SHORT EXERCISE: Locate each line in the items below that contains the word "dried" and copy those lines, treating uppercase and lowercase as different.

EXCERPTED RECORDS:
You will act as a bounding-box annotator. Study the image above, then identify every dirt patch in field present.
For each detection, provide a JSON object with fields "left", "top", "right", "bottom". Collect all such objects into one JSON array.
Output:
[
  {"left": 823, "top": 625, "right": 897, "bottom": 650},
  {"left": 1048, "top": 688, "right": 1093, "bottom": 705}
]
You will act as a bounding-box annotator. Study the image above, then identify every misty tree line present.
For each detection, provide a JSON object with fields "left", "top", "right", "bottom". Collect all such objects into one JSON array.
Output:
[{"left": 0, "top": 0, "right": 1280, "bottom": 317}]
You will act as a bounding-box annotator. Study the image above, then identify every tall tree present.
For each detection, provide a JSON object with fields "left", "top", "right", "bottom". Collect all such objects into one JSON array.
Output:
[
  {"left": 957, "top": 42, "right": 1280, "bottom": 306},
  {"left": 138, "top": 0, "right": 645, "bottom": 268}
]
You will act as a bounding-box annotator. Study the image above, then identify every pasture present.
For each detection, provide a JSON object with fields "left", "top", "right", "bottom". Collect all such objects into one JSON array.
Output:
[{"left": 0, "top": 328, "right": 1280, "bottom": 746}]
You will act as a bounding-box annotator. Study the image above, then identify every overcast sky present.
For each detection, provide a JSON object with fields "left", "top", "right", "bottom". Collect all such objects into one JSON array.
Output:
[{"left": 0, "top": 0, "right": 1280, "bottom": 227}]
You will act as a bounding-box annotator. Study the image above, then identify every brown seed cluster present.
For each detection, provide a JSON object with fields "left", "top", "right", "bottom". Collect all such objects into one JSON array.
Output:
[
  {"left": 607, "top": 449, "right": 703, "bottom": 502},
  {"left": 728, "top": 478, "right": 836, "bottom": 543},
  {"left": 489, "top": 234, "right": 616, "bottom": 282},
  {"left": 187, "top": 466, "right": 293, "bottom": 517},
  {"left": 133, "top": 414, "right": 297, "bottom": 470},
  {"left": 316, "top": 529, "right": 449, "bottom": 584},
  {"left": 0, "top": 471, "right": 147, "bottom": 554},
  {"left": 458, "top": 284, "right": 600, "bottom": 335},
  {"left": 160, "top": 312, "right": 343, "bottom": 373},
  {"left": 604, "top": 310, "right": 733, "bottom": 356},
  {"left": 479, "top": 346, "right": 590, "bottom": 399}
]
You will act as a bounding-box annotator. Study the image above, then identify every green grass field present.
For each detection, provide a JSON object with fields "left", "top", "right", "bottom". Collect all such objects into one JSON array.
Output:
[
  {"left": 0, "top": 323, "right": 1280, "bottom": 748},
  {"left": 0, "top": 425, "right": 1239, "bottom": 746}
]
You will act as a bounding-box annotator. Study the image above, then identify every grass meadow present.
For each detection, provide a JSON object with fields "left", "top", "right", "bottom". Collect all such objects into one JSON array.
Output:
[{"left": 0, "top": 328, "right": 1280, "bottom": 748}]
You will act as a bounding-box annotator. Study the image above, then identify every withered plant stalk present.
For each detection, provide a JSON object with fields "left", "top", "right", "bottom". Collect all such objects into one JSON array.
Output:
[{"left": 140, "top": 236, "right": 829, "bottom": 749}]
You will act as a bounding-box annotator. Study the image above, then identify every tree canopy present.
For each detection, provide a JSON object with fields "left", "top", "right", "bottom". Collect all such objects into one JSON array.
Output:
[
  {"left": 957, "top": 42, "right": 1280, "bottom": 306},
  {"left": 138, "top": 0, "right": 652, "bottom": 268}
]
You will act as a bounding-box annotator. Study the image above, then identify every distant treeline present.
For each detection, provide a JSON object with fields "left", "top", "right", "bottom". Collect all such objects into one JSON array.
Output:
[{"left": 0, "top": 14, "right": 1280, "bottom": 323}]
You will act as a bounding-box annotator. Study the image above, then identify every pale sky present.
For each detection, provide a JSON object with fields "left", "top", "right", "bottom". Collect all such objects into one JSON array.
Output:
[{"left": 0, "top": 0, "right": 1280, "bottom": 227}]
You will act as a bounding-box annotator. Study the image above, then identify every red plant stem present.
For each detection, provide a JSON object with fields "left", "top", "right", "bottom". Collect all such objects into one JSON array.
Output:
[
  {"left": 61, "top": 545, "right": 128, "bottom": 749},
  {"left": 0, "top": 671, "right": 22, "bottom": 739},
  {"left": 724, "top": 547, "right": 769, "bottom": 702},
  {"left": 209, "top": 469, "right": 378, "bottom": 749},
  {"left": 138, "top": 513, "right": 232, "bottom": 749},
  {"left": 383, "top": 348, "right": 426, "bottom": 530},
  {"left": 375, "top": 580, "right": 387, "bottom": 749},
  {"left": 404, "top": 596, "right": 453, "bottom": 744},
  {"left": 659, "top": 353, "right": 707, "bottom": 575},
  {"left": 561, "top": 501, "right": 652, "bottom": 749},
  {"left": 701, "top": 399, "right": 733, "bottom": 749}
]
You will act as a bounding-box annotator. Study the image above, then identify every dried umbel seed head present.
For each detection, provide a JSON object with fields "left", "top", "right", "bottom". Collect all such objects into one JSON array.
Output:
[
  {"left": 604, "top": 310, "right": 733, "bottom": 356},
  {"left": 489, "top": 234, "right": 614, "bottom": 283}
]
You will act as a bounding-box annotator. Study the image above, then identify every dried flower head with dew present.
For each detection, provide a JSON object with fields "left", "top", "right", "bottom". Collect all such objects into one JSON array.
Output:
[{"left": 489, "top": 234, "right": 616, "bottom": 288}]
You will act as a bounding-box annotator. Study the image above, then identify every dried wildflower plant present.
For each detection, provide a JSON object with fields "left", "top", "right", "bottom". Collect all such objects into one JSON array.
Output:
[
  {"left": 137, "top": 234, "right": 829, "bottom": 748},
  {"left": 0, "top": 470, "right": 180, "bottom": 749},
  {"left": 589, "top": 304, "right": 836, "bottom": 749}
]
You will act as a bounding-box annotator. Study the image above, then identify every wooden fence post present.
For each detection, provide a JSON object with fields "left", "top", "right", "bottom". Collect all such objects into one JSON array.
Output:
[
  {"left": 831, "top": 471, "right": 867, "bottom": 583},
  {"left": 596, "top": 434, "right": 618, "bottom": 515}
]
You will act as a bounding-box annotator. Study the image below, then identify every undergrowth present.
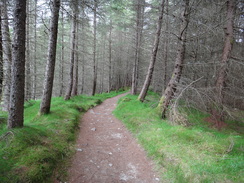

RESPONSE BELOW:
You will act as a bounding-box annotator. Study the image above, then identify every dried umbel seed head present.
You will act as a bounding-box annotator. Study the image above, then identify every dried flower head with dew present.
You will act as a bounding-box annotator. Study the image above, then identify every dried wildflower plant present.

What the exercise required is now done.